§ Exercise tasks
**A)** From the EDI course overview, list every consequence it gives for organizations in corporate and business settings that treat EDI as a compliance exercise.
**B)** Answer these from the EDI course overview, one per line:
(i) How often should the course be refreshed?
(ii) Which two tools can be used for live online delivery?
(iii) How much prior knowledge do learners need?
**C)** Write the next part of the EDI course overview, picking up after its last line.

§ Source extract
___
Equality, Diversity and Inclusion
Course Overview
Equality, Diversity and Inclusion training is one of those courses that organisations book because they know they should, and then discover they need more than they realised. Not because the legal framework is complicated, though it matters, but because the gap between having an EDI policy and actually living it in day-to-day practice is wider than most teams recognise until someone points it out.
In health and social care, that gap has direct consequences. Care that is shaped by assumptions about what an individual wants based on their age, background, religion, disability, or any other characteristic, rather than what the person has actually told you, is not person-centred care. It is care delivered through a filter, and the person on the receiving end of it notices, even when the staff member delivering it does not.
In corporate and business settings, the consequences are different but no less significant. Discrimination claims, tribunal proceedings, reputational damage, and a workplace culture where people do not feel safe to raise concerns are all outcomes of organisations that treat EDI as a compliance exercise rather than a genuine commitment.
This course moves beyond the policy document. It gives learners a clear, grounded understanding of what the Equality Act 2010 requires, what discrimination actually looks like in practice, including the types that are most frequently missed, how unconscious bias operates, and what inclusive practice means in the specific contexts where they work. It is built around discussion, honest reflection, and real workplace scenarios rather than slides and definitions.
The course aligns with the Equality Act 2010, ACAS equality and discrimination guidance, CQC Fundamental Standards on dignity, respect, and safe care, and Skills for Care workforce values and principles.
Course Details
- Duration: Half day or full day, depending on requirements
- Delivery: In-person at your venue, or live online via Zoom or Microsoft Teams
- Certificate: CPD-accredited certificate of achievement in Equality, Diversity and Inclusion
- Refresher: Every 2 to 3 years
- Group size: Flexible for team training
Who This Course Is For
This course is right for anyone working in an organisation where people are treated differently based on who they are, which is every organisation, including:
- Care assistants, support workers, and health and social care staff at all levels
- Senior carers, team leaders, and managers in care settings
- HR professionals and people management teams
- Corporate teams, customer-facing staff, and operational managers
- Education staff and community organisations
- Employers supporting Personal Assistants through Personal Health Budgets, Continuing Healthcare, or Direct Payment arrangements
- Volunteers and staff in public-facing roles
No prior knowledge is needed.
___
§ Data extract
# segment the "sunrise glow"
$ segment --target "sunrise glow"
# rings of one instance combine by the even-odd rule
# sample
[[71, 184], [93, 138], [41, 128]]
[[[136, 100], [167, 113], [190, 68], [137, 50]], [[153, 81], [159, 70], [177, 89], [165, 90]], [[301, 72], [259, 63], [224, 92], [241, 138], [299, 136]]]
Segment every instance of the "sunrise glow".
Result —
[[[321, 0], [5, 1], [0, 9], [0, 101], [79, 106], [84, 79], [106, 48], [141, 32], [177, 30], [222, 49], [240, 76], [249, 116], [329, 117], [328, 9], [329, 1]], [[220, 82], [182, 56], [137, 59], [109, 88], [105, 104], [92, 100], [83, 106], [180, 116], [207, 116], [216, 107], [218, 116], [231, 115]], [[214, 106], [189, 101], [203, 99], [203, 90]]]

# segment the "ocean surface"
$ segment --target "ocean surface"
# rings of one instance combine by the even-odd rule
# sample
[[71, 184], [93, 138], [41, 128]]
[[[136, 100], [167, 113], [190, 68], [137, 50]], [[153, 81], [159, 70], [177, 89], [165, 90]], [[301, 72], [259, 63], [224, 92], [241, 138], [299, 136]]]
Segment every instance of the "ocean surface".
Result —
___
§ Results for each task
**A)**
- Discrimination claims
- Tribunal proceedings
- Reputational damage
- A workplace culture where people do not feel safe to raise concerns

**B)**
(i) Every 2 to 3 years.
(ii) Zoom or Microsoft Teams.
(iii) None.

**C)**
Why This Training Matters
The Equality Act 2010 places clear legal obligations on every employer in Great Britain. It prohibits discrimination, harassment, and victimisation on the basis of nine protected characteristics: age, disability, gender reassignment, marriage and civil partnership, pregnancy and maternity, race, religion or belief, sex, and sexual orientation. It also requires employers to make reasonable adjustments for disabled employees and service users. These are not aspirational standards. They are legal requirements, and failure to meet them carries real consequences.
For CQC-registered providers, the obligations go further. CQC Fundamental Standards require that individuals receive care that respects their dignity and meets their needs, regardless of any characteristic. Inspectors look at whether staff can demonstrate an understanding of equality in practice, whether care planning reflects individual identity and preferences, and whether the workplace culture supports staff to raise concerns about discriminatory practice. A service where EDI is genuinely embedded is a service that performs better across multiple inspection domains.
For corporate and business settings, the legal and reputational risks of getting this wrong are equally significant. ACAS guidance is clear that employers who fail to take reasonable steps to prevent discrimination, including through staff training, are exposed to greater liability in employment tribunal proceedings. The cost of a defended discrimination claim, in legal fees, management time, and reputational damage, is significantly higher than the cost of prevention.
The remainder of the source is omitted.